▶ SET PROBLEM
Copy every line of the listing exactly.

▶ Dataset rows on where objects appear
- - -

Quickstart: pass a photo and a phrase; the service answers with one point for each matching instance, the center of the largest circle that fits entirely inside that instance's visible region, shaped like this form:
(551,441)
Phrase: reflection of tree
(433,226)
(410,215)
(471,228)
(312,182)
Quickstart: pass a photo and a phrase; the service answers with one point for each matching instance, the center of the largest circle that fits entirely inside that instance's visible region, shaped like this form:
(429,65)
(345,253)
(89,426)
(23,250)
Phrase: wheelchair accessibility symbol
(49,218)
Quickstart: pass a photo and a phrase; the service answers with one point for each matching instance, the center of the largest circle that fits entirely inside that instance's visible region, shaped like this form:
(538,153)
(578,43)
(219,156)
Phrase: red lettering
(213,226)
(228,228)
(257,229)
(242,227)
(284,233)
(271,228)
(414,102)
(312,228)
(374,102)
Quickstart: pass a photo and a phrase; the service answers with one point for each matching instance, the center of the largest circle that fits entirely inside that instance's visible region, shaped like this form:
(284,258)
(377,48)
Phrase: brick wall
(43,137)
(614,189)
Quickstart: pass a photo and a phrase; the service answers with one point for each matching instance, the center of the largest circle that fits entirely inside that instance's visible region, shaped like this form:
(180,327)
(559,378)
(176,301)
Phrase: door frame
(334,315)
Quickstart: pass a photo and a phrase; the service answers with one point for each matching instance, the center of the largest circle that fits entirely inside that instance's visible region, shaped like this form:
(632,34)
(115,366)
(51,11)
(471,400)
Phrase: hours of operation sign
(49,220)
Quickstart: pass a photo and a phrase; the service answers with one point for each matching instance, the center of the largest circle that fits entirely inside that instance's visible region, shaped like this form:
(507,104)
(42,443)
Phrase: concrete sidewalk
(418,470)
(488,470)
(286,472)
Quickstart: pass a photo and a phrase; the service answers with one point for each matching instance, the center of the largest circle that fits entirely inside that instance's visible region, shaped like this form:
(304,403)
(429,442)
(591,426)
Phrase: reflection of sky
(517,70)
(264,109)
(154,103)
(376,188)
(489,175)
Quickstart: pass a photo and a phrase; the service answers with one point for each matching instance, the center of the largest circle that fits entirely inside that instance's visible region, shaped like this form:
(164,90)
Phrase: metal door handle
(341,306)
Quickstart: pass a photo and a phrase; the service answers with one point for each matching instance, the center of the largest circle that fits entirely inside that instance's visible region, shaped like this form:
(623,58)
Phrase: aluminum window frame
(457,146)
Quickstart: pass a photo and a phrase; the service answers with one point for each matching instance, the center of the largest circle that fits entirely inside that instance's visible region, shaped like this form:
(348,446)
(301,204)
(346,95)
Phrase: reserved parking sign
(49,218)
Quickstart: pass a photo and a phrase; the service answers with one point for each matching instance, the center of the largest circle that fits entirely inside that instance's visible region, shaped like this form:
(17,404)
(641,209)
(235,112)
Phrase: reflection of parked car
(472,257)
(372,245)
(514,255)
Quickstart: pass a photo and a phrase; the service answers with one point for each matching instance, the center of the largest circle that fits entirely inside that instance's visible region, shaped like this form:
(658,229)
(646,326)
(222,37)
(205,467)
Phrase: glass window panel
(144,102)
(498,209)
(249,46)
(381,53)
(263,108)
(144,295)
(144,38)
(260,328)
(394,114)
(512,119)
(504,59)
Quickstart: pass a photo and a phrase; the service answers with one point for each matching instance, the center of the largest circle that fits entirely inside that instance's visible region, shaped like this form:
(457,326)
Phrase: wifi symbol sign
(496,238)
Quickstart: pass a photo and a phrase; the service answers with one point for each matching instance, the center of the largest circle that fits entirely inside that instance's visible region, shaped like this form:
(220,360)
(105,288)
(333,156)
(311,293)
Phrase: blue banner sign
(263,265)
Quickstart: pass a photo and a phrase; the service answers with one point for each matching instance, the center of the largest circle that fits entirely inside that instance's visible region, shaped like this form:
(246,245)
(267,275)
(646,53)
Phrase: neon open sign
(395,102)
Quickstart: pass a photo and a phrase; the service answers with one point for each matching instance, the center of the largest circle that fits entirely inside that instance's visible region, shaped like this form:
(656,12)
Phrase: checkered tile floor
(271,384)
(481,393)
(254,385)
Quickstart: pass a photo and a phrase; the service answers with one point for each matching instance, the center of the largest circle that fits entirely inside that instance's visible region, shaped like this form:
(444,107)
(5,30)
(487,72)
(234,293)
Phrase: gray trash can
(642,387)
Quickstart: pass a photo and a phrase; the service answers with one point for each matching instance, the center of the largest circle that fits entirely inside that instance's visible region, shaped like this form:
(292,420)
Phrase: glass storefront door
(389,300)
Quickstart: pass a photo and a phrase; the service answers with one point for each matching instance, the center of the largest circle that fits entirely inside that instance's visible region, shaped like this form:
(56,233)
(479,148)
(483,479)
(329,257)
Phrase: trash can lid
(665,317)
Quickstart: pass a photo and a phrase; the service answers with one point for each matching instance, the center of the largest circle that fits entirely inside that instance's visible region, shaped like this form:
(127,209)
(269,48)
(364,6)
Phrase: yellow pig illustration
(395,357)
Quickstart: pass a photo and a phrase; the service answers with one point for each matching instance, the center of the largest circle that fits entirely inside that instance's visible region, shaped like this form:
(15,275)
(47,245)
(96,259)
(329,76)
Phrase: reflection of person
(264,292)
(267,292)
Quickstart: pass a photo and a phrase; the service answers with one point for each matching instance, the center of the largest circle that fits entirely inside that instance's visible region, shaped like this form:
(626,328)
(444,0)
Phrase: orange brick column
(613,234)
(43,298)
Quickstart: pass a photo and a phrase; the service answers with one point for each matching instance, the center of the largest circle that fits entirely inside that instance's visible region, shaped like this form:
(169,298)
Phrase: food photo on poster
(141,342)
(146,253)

- - -

▶ SOLUTION FOR THIS EXERCISE
Quickstart: pass a photo and a phrase; the service answers with one point for each matching instance, the center of the largest circle that fits entirely inside that instance's visible region, shaped like this form:
(551,441)
Phrase: reflection of tree
(433,226)
(410,215)
(471,228)
(312,182)
Quickstart: pass a photo and a phrase; the service answers with one point for each matching instance, the center of the largest circle that fits entirely inside that instance's visible region, shaped like this form:
(429,65)
(345,253)
(89,426)
(23,250)
Phrase: wheelchair accessibility symbol
(49,218)
Quickstart: pass a photo and a phrase; the service answers with one point for each matching instance, the center of the largest circle that fits entirely inside that instance's visible region, shaped like this form:
(538,153)
(578,43)
(219,156)
Phrase: red lettering
(213,226)
(228,228)
(257,229)
(242,227)
(284,233)
(271,228)
(414,102)
(312,228)
(374,102)
Quickstart: pass a photo and a phrase; the service answers with one point for each matching instance, the center of the largest circle that fits entirely inside that instance's visible region, shaped like this form:
(284,258)
(377,48)
Phrase: brick wall
(43,137)
(614,189)
Quickstart: pass a photo and a phrase; the service answers with one point for each matching instance, the center of the largest circle that fits entirely inside that instance's visible region, shaped like this form:
(180,327)
(559,378)
(176,301)
Phrase: door frame
(334,315)
Quickstart: pass a photo and a phrase; the service answers with one point for each matching instance, the center of the largest circle that fits entirely inside that instance's visible region, shaped like this form:
(632,34)
(115,366)
(51,11)
(471,400)
Phrase: hours of operation sign
(49,220)
Quickstart: pass a photo and a phrase; the service answers with one point for each matching instance, the center of the largest circle that fits entirely inside that instance's visible region, shaped like this form:
(507,104)
(42,443)
Phrase: concrete sidewalk
(418,470)
(488,470)
(286,472)
Quickstart: pass a photo and a phrase; the service answers with one point for each matching instance, the center of the largest circle that fits entirely inside that instance's visible region, shaped like this form:
(304,403)
(429,442)
(591,426)
Phrase: reflection of sky
(517,70)
(264,109)
(154,103)
(376,188)
(489,175)
Quickstart: pass a photo and a phrase; the service answers with one point for each matching instance, the center of the largest circle that fits entirely inside that instance's visible region, shaped like this form:
(164,90)
Phrase: metal door handle
(341,306)
Quickstart: pass a photo and a phrase; the service answers with one point for each matching instance, the center of the largest circle that fits entirely inside that instance's visible region, shaped like this form:
(623,58)
Phrase: aluminum window frame
(457,146)
Quickstart: pass a photo and a phrase; the service answers with one point for each matching instance, the center of the largest circle that fits entirely inside that instance's visible region, shaped like this form:
(348,446)
(301,204)
(346,95)
Phrase: reserved parking sign
(49,218)
Quickstart: pass a photo and a phrase; the service answers with one point for each matching instance, the center of the largest circle that fits entirely inside that instance's visible region, shaped like this form:
(17,404)
(641,209)
(235,112)
Phrase: reflection of parked car
(472,257)
(372,245)
(514,255)
Quickstart: pass a photo and a phrase; the service answers with one point for each matching instance, the center of the largest circle that fits entirely inside that instance's visible region, shaped like this form:
(658,229)
(646,326)
(222,37)
(205,467)
Phrase: glass window panel
(144,102)
(498,209)
(249,46)
(381,53)
(263,108)
(144,295)
(144,38)
(260,328)
(394,114)
(512,119)
(504,59)
Quickstart: pass a photo and a phrase; the service answers with one point for each matching instance, the center of the largest circle that fits entirely inside that instance's visible region, shaped like this form:
(457,326)
Phrase: wifi symbol sign
(496,238)
Quickstart: pass a photo and a phrase; the service answers with one point for each matching instance, the center of the largest circle that fits entirely inside that instance's visible region, shaped like this form:
(220,360)
(105,288)
(333,156)
(311,293)
Phrase: blue banner sign
(263,265)
Quickstart: pass a photo and a phrase; the service answers with one point for each matching instance, the center of the largest circle that fits entirely inside that instance's visible region, shaped like this form:
(246,245)
(267,275)
(646,53)
Phrase: neon open sign
(395,102)
Quickstart: pass a photo and a phrase; the service answers with one point for each matching instance, the center of the largest circle that fits entirely inside that instance's visible region, shaped like this form:
(656,12)
Phrase: checkered tile floor
(271,384)
(481,393)
(254,385)
Quickstart: pass a photo and a phrase; the service answers with one point for each matching instance, the center of the largest circle that fits entirely inside that instance's visible region, shaped like this form:
(444,107)
(5,30)
(487,72)
(234,293)
Phrase: gray trash can
(642,387)
Quickstart: pass a photo and a phrase; the service answers with one point for each matching instance, the center of the largest circle that fits entirely inside that instance's visible region, shaped like this form:
(292,420)
Phrase: glass storefront door
(389,300)
Quickstart: pass a photo and a phrase; the service answers with one point for each matching instance, the center of the largest circle that fits entirely inside that instance's visible region, shaped like this form:
(56,233)
(479,148)
(483,479)
(329,257)
Phrase: trash can lid
(665,317)
Quickstart: pass a photo and a phrase; the service answers with one point for each matching instance, the center of the largest circle that fits entirely inside that instance's visible region, shaped like this form:
(127,209)
(269,48)
(364,6)
Phrase: yellow pig illustration
(395,357)
Quickstart: pass a photo and a phrase; the service answers with one point for each matching instance, the center of the largest circle that fits entirely inside that instance's visible region, shaped like this form:
(15,275)
(47,245)
(96,259)
(329,76)
Phrase: reflection of person
(264,292)
(267,292)
Quickstart: pass a photo and a phrase; the service answers with one point for each matching instance, the center of the largest circle that fits entirely inside that instance's visible region, shaped like this form:
(626,328)
(444,0)
Phrase: orange brick column
(613,234)
(43,298)
Quickstart: pass a photo and a phrase; the service answers with one point for each matching instance, the center of the largest circle that fits entirely inside that instance's visible region, shaped like this form:
(169,298)
Phrase: food photo on poster
(141,342)
(146,253)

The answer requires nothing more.